Anyway, Pam heard my yells and ran upstairs to find out what had happened; she then went down and chopped up the pork pie in bite-size pieces and brought it upstairs, so that we could eat our lunch while she took over putting her finger on the pipe that I had pulled the nail out of and hot water was spurting everywhere; meanwhile I phoned the plumber, while Pam kept swapping fingers to stop getting too burnt; I finally found a plumber at an exorbitant rate, he hummed and harred and finally said "Ok, I'll come and help you out." End of saga.
I then changed my talents on to changing the taps in the house, and forgot that they are not all standard fittings -- there is apparently Metric and Imperial fittings which are very similar. Our taps were Imperial, and I fitted Metric which meant that when I tightened up the connections they never really tightened enough, but I thought that that was the way they were designed. however when I turned the water on, every tap in the house leaked. It was a bit like Niagra Falls and poor Pam looked like a drowned rat! this happened on a Sunday as well, but luckily we have an Uncle who was a plumber at the time and he only lived a few roads away. He dashed round with his trusty bag of tools only to find he couldn't get under the bath, so he had to cut a hole in the wall from the bedroom beside it. He then crawled through the hole and eventually the job was fixed. He laughed all the way home.

====

▶ OBJECTIVE
In two sentences, how would you sum up the account of home plumbing mishaps above?

▶ COLLECTED DATA
====

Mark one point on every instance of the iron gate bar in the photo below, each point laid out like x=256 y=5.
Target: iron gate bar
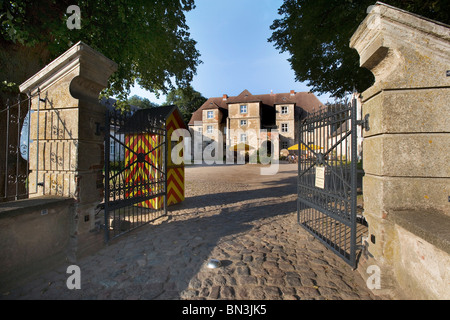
x=129 y=190
x=329 y=213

====

▶ EXERCISE ANSWER
After the narrator pulled a nail out of a pipe and hot water spurted everywhere, Pam held a finger over the hole while the narrator phoned a plumber, who agreed to come at an exorbitant rate. Later the narrator fitted Metric taps to Imperial fittings so that every tap in the house leaked, and an uncle who was a plumber cut a hole through the bedroom wall to get under the bath and fixed the job.